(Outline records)
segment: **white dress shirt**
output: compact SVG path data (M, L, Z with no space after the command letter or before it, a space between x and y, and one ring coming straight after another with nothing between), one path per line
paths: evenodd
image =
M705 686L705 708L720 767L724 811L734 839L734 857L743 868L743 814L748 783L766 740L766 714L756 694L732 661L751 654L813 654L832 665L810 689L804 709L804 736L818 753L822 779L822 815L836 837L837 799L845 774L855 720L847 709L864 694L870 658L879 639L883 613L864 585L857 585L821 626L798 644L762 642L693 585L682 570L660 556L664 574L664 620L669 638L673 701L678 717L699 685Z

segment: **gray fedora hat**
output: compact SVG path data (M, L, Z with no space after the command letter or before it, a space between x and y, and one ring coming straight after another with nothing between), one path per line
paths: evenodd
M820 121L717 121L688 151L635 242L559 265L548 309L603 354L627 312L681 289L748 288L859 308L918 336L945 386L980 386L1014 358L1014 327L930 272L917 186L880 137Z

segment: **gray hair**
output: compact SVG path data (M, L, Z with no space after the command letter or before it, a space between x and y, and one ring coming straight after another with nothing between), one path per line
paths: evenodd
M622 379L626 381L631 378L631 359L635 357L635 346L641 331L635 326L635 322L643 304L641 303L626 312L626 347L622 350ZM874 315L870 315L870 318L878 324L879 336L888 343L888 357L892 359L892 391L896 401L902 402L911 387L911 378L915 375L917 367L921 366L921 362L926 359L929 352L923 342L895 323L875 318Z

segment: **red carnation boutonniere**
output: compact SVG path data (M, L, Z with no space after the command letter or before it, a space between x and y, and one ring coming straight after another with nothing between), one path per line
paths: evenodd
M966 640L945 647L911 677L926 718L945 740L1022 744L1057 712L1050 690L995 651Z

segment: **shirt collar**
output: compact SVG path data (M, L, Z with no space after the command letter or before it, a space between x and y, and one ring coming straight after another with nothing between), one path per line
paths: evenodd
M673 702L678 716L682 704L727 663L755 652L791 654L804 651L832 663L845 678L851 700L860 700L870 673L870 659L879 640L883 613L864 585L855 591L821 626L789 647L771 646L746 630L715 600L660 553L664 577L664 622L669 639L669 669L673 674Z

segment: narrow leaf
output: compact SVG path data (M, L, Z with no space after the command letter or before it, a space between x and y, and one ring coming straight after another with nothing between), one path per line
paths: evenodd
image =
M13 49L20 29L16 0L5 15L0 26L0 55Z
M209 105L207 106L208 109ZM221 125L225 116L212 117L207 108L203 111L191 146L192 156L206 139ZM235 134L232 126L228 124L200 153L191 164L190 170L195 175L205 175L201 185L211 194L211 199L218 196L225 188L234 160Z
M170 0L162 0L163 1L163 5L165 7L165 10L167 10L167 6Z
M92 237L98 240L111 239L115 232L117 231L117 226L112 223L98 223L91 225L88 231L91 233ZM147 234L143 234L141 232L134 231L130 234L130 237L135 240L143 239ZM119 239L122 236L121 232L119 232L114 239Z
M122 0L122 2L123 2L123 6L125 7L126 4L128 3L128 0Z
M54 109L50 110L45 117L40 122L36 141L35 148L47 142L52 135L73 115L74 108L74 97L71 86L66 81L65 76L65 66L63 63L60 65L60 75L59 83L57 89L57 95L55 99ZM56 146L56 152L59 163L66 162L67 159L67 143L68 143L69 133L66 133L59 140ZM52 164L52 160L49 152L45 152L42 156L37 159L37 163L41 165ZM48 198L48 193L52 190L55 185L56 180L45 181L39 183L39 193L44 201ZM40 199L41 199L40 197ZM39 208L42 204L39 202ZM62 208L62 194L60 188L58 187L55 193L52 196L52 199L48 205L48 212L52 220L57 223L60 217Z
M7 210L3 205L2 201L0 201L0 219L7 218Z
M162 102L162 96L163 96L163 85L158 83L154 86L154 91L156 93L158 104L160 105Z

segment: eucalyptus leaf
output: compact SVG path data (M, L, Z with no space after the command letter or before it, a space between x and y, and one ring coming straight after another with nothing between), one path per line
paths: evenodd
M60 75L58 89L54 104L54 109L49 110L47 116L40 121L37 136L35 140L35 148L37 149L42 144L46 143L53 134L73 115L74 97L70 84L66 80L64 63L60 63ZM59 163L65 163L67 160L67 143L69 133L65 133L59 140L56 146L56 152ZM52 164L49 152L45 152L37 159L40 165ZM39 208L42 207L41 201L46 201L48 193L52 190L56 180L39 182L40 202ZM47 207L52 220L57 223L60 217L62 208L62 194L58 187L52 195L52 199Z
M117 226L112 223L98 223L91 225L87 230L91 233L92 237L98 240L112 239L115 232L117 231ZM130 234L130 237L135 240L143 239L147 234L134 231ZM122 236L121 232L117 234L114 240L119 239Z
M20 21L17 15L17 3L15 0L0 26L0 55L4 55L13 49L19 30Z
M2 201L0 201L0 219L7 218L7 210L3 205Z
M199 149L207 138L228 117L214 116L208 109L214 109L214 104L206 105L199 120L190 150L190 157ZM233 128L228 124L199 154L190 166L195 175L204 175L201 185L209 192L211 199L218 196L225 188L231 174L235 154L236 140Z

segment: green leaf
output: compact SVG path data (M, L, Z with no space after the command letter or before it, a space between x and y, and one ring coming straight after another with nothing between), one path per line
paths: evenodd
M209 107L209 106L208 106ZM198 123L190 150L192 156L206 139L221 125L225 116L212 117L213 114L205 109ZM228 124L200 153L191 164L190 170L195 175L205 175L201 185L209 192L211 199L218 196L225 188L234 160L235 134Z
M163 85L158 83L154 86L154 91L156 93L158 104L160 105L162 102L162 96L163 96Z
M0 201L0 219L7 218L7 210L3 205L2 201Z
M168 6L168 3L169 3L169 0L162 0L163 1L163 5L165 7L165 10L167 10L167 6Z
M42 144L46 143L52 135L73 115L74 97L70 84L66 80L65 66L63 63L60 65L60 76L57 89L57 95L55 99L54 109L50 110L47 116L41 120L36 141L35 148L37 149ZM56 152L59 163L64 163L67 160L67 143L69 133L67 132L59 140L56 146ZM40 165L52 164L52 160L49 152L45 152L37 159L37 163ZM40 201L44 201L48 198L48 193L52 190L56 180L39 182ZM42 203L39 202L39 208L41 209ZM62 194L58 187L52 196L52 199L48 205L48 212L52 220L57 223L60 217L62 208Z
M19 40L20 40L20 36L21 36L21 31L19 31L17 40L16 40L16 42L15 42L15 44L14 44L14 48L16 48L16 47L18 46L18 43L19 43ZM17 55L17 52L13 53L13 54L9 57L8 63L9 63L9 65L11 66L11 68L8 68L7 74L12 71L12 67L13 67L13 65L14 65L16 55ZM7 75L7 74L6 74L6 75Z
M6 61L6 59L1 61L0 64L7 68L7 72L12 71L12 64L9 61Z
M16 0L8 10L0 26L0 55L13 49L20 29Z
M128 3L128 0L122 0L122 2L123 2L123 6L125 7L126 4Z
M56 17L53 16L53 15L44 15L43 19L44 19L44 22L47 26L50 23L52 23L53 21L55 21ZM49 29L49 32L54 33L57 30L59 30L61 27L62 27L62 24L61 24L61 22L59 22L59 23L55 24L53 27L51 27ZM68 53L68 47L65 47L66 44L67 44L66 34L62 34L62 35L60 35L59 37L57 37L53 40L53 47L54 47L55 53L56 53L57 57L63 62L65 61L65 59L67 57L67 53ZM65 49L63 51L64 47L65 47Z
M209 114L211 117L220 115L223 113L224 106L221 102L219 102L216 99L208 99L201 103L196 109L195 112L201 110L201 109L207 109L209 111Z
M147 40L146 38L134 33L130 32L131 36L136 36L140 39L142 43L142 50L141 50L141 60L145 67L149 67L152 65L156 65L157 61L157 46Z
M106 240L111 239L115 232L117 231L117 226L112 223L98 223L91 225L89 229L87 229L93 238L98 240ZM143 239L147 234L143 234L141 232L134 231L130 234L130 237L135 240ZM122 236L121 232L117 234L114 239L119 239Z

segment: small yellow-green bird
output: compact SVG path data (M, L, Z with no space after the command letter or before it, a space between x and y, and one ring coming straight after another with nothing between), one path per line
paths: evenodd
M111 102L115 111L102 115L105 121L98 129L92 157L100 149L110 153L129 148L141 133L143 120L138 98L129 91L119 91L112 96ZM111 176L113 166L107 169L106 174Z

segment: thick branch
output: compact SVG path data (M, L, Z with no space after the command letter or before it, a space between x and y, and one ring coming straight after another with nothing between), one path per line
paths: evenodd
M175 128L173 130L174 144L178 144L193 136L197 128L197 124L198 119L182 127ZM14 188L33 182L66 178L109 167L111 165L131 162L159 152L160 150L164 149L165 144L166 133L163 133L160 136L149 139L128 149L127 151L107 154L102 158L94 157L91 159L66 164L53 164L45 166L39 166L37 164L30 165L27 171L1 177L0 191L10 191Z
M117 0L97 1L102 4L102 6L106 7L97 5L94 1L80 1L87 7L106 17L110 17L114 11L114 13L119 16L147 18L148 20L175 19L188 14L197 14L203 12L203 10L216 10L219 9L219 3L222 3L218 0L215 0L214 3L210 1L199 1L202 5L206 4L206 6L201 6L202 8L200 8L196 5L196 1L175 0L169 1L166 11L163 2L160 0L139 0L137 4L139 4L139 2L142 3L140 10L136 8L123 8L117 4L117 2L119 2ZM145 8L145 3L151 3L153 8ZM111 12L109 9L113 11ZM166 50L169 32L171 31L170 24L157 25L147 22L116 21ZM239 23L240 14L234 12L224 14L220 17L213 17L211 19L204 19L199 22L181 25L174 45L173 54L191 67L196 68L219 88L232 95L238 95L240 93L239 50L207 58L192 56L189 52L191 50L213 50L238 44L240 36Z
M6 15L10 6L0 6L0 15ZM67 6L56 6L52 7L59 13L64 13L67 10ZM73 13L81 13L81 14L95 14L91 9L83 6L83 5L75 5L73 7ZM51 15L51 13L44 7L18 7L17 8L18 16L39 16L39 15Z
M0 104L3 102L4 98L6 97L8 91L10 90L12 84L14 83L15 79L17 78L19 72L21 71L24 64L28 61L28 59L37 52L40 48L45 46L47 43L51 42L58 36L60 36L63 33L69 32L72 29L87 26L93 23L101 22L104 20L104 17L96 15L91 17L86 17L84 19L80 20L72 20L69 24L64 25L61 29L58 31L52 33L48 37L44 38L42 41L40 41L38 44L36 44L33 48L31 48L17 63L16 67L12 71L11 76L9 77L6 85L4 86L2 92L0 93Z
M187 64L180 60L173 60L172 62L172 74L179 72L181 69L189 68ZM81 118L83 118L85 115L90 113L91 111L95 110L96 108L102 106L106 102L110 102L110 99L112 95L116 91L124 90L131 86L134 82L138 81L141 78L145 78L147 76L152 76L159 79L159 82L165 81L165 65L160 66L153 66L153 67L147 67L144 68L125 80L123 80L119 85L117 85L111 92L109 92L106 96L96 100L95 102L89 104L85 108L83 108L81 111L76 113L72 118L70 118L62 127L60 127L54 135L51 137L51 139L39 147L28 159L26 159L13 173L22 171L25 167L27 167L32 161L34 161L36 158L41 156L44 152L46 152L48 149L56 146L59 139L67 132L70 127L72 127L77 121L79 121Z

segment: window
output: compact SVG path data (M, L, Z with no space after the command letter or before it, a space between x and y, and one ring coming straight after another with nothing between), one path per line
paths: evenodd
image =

GIVEN EXERCISE
Return the lines of the records exactly as they appear, starting at the line that contains "segment: window" and ending at the end of the records, with both ends included.

SOLUTION FOR THIS TASK
segment: window
output: compact SVG path data (M, L, Z with no space after the command letter or before it, a space between x and y, and one ring coming straight after another with nothing between), one path per line
paths: evenodd
image =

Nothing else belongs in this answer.